Task statement:
Answer these from the black currant safety text:
1. Sensitivity to plants in which family is a reason to avoid black currant?
2. What effect of black currant makes caution advisable for people with venous disorders?
3. Because of its possible antibacterial activity, with which two kinds of medication should black currant seed oil be used cautiously?

Selected extract:
Avoid in individuals with a known allergy or hypersensitivity to black currant, its constituents, or plants in the Saxifragaceae family.

Side Effects and Warnings

In general, there is a lack of safety information about black currant. Anecdotal information indicates that black currant seed oil may cause diarrhea. Furthermore, some people are not able to tolerate black currant seed oil in capsule form, resulting in diarrhea and other mild gastrointestinal symptoms. The gamma- linolenic acid in black currant may alter blood pressure. Use cautiously in patients with high blood pressure or those taking blood pressure medication.

Avoid in patients with hemophilia or those on anticoagulants (blood thinners) unless otherwise recommended by a qualified healthcare provider, as black currant may enhance the effects of anticoagulants.

Use cautiously in pregnant and breastfeeding women, and in children and the elderly, as their immunity and bodily functions are compromised or underdeveloped.

Use cautiosly in patients taking monoamine oxidase inhibitors (MAOIs), vitamin C supplements, or in patients with epilepsy.

Use cautiously in those with venous disorders, as black currant may increase peripheral blood flow and circulation.

Pregnancy and Breastfeeding

Black currant is not recommended in pregnant or breastfeeding women due to a lack of available scientific evidence; therefore, pregnant women and breastfeeding mothers should avoid the use the black currant seed oil, unless a qualified healthcare provider recommends otherwise.

               

Interactions

Interactions with Drugs

Black currant seed oil may have antibacterial activity; use cautiously with antibiotics and anti- ulcer medications.

Black currant may increase the risk of bleeding when taken with drugs that increase the risk of bleeding, such as warfarin (Coumadin®), clopidogrel (Plavix®), aspirin (Bayer®, Ecotrin®, St John®), enoxaparin (Lovenox®), and dalteparin (Fragmin®).

Black currant may alter blood pressure; use cautiously with blood pressure medications due to possible additive effects.

Black currant may have antioxidant effects. Patients taking other antioxidants should use black currant with caution.

Data section:
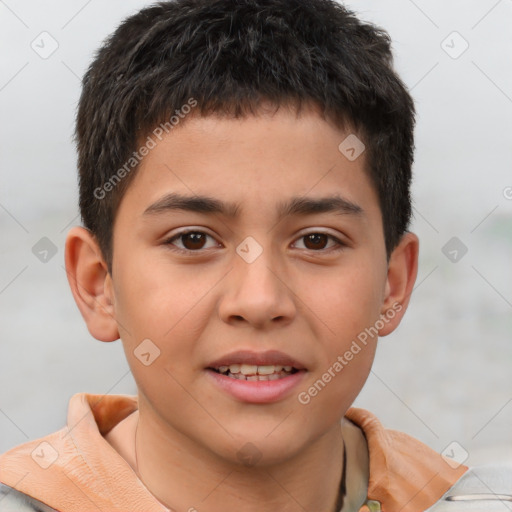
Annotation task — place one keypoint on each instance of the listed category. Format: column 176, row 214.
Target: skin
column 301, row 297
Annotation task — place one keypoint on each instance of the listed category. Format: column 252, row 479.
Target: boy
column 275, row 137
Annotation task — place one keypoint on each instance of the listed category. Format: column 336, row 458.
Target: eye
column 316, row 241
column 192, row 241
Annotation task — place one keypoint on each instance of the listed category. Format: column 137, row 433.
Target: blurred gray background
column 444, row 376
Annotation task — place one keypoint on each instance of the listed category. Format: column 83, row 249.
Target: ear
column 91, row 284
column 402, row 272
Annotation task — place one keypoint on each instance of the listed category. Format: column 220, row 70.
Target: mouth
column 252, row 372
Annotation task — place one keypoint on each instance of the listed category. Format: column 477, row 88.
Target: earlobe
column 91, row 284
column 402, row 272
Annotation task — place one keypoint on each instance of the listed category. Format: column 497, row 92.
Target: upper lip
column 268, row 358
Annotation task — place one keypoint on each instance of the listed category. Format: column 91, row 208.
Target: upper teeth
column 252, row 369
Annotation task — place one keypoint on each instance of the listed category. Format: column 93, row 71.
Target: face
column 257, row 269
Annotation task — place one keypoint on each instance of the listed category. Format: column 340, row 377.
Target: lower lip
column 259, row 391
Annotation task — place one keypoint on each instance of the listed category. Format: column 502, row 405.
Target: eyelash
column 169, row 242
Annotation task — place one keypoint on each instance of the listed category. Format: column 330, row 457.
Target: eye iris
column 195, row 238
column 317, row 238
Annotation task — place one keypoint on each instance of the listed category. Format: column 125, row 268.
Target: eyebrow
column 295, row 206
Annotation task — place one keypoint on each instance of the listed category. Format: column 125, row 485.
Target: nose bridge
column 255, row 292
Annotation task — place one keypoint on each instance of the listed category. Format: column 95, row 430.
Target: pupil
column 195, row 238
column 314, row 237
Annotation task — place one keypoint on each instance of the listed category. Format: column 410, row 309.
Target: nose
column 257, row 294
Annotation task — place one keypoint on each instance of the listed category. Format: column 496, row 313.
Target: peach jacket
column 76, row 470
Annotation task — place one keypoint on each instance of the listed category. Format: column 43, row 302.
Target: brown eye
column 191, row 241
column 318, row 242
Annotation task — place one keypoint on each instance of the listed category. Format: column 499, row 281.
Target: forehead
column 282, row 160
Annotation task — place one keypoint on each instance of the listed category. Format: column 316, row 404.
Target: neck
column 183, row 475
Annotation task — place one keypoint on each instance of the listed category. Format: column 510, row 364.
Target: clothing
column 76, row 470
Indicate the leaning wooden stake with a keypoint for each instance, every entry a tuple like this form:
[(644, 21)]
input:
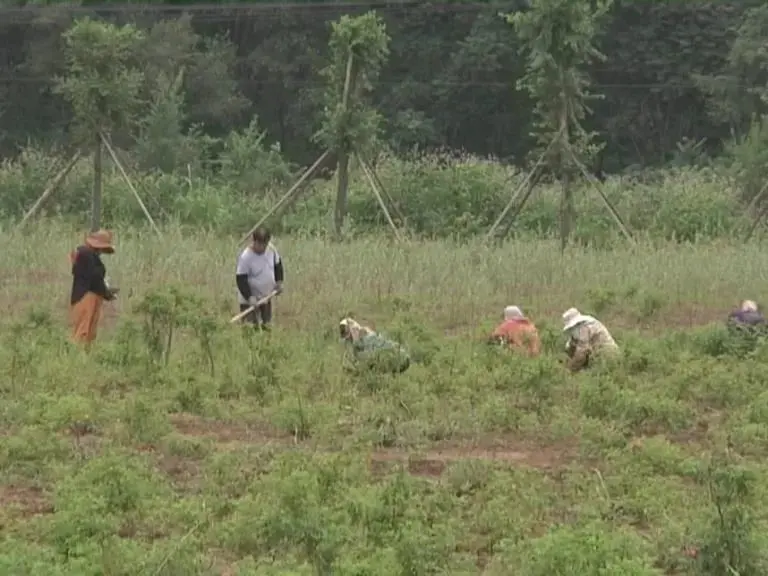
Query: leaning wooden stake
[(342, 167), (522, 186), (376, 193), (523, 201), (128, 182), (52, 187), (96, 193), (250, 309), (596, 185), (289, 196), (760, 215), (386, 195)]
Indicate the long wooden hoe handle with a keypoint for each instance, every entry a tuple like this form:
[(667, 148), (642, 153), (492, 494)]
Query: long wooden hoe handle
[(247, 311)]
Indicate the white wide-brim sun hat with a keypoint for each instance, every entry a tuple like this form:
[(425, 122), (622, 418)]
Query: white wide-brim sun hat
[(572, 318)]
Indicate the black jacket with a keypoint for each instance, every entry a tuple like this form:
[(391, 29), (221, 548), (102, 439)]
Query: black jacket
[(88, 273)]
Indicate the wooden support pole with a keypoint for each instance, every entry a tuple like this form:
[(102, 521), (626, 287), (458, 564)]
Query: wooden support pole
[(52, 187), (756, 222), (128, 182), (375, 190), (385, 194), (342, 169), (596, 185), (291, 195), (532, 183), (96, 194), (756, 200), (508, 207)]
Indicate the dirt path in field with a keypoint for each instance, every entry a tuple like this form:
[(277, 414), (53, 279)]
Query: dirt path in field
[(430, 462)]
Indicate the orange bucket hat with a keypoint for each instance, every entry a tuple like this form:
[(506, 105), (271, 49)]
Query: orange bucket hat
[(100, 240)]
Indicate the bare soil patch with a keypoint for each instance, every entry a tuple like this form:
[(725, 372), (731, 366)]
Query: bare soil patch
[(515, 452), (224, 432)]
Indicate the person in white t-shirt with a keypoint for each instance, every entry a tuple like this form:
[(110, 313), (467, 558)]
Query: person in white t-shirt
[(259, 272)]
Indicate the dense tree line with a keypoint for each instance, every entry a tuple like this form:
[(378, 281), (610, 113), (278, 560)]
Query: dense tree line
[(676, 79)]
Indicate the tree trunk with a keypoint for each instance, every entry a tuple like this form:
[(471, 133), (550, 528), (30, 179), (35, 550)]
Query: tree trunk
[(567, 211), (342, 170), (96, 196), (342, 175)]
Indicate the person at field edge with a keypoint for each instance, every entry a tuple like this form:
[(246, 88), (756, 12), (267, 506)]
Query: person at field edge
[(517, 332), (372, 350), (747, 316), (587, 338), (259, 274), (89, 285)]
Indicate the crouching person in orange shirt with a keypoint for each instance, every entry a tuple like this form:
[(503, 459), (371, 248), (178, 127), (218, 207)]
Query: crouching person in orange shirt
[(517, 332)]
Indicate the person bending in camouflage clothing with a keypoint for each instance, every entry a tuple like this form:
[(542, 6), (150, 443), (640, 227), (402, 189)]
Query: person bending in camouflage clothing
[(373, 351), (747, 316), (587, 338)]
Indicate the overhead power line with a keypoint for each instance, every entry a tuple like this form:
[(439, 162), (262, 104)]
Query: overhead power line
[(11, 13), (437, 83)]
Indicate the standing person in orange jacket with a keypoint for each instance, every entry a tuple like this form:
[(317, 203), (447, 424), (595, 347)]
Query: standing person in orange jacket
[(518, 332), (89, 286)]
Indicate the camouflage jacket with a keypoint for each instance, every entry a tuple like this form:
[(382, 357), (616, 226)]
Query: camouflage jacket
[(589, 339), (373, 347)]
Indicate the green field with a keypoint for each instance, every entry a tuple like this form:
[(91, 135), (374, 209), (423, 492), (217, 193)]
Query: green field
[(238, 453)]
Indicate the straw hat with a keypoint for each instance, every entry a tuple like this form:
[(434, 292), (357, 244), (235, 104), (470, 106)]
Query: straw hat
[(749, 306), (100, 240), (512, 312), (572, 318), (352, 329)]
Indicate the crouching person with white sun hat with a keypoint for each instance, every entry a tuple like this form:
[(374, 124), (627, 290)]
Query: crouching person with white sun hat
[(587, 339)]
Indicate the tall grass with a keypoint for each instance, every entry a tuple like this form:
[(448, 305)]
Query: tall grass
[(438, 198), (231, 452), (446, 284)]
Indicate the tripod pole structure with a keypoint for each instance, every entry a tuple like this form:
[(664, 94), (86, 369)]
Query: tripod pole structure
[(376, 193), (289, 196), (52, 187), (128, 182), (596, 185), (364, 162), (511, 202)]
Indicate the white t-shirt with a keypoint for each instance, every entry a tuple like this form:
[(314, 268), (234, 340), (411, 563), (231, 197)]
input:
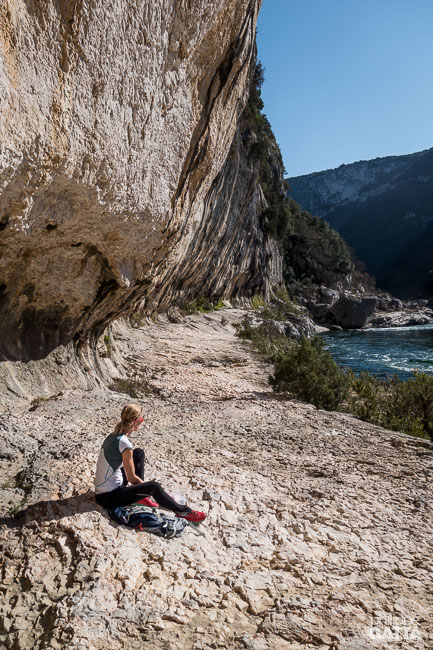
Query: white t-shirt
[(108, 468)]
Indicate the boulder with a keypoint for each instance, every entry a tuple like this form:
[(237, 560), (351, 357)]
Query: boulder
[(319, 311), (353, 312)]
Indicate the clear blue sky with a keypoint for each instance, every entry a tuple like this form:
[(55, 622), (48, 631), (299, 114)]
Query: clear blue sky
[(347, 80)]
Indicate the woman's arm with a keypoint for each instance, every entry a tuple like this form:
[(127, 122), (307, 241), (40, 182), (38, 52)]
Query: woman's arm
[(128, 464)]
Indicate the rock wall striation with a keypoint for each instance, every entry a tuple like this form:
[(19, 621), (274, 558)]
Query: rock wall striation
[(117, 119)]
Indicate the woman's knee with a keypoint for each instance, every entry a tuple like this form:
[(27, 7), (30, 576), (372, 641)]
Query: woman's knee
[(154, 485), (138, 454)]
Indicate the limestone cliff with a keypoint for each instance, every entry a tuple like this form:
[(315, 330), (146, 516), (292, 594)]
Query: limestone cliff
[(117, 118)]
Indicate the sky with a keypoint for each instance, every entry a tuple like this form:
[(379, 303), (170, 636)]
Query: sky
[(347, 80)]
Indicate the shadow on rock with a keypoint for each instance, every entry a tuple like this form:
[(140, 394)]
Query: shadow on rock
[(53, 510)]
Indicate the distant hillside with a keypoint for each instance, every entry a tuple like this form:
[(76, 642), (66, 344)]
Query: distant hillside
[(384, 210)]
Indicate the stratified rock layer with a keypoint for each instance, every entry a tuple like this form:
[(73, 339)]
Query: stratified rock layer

Written reply:
1. The Saxifragaceae family.
2. It may increase peripheral blood flow and circulation.
3. Antibiotics and anti-ulcer medications.